OBJECTIVE.
Locate every line in the material below that contains the word "player", and copy each such line in full.
──────────────────────────────
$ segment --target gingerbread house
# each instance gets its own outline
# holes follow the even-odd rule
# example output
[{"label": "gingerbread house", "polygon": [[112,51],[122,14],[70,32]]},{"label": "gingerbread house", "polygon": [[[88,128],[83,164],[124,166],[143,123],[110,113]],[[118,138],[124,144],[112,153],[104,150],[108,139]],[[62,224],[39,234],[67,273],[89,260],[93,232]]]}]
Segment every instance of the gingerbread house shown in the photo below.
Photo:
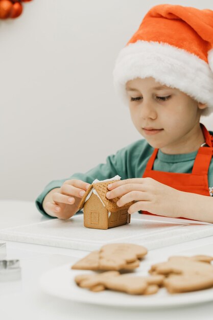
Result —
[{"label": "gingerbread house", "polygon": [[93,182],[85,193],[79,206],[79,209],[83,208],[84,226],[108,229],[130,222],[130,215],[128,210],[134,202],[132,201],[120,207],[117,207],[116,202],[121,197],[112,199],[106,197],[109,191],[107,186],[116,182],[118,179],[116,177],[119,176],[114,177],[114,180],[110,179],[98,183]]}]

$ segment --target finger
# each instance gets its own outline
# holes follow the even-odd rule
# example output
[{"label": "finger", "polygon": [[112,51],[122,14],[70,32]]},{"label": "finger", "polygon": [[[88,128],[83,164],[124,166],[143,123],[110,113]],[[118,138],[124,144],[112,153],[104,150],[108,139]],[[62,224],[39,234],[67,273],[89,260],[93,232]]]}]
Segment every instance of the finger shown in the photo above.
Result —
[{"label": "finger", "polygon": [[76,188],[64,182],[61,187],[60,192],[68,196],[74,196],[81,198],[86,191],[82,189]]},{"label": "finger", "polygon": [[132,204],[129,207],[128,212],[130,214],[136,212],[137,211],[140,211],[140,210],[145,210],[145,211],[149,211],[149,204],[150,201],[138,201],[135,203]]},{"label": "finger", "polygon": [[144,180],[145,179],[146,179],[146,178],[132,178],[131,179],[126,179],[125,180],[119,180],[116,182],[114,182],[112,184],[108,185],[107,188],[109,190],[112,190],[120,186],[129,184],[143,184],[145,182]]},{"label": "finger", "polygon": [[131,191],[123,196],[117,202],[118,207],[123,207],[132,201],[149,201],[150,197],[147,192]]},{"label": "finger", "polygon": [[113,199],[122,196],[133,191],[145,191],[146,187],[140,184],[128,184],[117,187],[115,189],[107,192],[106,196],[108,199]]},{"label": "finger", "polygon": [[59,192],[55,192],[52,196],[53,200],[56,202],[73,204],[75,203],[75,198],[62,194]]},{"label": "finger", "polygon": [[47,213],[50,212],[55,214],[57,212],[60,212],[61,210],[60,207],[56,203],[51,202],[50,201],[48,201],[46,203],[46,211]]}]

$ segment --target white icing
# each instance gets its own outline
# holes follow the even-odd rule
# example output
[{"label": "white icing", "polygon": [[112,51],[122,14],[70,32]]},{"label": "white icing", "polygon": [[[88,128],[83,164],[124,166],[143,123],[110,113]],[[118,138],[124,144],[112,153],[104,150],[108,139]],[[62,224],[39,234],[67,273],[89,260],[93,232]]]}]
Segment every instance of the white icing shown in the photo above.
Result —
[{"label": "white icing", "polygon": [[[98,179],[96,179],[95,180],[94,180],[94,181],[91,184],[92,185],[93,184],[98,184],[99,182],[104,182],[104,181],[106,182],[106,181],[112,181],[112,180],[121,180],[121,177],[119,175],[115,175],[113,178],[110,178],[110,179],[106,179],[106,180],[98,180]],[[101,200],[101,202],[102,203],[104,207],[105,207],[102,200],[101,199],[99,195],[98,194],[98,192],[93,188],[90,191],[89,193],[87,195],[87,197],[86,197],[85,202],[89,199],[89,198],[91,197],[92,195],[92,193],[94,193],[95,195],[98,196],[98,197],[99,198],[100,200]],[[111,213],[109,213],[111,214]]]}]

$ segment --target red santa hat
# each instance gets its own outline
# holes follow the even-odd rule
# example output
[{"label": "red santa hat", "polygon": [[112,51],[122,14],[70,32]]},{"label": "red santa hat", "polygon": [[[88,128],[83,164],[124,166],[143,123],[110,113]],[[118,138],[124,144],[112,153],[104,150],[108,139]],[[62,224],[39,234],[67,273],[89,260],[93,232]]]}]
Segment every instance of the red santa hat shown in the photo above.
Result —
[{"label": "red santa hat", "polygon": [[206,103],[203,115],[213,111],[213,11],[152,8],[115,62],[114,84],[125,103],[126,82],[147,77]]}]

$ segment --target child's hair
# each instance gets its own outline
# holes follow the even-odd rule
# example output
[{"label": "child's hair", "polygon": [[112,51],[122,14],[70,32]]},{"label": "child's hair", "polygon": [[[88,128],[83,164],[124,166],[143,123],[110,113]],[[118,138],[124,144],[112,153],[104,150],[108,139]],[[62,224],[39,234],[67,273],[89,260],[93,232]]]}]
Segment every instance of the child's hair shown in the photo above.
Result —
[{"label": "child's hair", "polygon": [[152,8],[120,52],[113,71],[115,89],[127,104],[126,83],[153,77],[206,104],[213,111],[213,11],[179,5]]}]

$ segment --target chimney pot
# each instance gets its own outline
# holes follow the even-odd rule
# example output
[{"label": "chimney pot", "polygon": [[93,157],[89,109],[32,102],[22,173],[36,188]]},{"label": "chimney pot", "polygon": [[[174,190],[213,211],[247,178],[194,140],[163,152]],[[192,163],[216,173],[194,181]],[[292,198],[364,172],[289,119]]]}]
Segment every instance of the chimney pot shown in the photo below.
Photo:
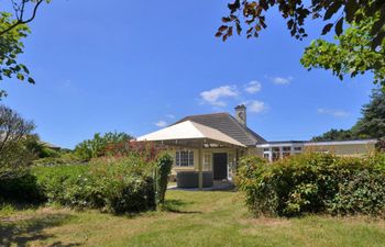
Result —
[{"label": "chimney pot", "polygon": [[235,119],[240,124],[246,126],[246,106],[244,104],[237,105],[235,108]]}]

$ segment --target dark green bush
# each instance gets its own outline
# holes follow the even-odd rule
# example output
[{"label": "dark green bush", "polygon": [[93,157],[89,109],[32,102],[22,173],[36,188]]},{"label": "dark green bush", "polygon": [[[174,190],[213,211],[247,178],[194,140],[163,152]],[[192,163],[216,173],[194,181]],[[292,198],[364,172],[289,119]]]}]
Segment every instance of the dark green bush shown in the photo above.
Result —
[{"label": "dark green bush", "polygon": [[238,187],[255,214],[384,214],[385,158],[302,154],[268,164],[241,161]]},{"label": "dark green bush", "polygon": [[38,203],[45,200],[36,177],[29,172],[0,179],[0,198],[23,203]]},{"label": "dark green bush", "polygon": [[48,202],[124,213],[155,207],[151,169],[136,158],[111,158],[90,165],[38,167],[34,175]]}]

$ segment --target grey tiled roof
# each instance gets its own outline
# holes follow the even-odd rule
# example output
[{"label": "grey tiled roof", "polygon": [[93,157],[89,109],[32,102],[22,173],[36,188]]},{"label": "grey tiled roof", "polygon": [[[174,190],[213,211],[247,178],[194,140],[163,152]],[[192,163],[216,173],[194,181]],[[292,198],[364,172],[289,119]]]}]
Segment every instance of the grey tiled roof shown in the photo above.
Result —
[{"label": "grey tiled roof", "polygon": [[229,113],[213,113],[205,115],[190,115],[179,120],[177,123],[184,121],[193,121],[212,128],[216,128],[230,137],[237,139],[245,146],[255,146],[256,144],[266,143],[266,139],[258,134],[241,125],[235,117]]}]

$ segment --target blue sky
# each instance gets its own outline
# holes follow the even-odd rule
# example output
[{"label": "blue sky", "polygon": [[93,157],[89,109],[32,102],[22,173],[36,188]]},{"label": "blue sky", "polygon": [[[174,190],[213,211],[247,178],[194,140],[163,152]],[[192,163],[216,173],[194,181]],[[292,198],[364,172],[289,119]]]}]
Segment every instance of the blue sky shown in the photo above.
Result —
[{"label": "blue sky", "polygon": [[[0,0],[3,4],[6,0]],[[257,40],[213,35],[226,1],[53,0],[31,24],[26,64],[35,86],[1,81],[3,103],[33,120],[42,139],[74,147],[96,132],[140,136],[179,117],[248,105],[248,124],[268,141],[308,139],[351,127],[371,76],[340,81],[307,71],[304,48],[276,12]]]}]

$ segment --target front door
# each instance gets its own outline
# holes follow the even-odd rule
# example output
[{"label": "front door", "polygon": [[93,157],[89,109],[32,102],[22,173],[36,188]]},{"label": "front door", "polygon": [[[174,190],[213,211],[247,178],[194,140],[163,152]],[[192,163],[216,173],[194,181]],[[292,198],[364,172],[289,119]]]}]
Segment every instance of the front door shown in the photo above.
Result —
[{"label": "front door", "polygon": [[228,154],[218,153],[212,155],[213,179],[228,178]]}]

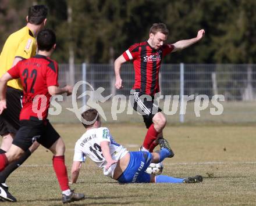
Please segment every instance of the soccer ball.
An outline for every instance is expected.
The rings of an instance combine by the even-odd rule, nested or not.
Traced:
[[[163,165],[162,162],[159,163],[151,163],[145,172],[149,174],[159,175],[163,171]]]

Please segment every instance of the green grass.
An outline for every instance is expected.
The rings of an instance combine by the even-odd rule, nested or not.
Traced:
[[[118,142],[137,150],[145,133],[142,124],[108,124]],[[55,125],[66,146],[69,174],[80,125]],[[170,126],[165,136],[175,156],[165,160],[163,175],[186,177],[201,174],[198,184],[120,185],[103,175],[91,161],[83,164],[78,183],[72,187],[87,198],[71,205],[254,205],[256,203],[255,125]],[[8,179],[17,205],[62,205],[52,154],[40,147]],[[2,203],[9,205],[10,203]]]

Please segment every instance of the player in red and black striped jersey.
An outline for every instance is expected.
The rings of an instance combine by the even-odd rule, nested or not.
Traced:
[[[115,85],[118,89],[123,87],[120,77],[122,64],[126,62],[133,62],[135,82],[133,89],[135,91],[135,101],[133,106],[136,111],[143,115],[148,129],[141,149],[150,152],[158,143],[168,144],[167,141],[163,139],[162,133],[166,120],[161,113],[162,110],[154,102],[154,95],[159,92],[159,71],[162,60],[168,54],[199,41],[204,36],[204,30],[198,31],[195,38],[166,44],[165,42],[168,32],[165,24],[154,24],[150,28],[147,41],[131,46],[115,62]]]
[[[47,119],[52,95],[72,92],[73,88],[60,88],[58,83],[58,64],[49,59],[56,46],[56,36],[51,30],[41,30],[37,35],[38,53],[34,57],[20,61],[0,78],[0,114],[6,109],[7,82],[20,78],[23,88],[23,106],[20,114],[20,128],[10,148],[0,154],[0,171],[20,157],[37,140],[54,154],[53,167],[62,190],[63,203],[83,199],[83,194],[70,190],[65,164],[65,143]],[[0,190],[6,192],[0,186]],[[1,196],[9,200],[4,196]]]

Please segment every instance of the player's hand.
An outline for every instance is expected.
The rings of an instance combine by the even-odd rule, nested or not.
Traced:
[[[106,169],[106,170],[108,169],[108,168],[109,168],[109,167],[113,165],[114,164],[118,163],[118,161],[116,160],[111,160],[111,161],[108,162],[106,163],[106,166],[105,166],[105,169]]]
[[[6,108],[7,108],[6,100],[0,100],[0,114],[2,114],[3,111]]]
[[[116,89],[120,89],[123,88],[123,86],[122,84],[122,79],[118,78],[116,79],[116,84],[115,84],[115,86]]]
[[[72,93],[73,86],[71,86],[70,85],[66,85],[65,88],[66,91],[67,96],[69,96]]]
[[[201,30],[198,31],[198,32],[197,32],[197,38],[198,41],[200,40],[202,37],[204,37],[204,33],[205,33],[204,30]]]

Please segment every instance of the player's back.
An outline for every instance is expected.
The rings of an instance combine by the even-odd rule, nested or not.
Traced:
──────────────────────────────
CORRECT OUTPUT.
Please segment every instance of the player in red and black striped jersey.
Please segment every instance of the player's hand.
Please segment every instance of the player's back.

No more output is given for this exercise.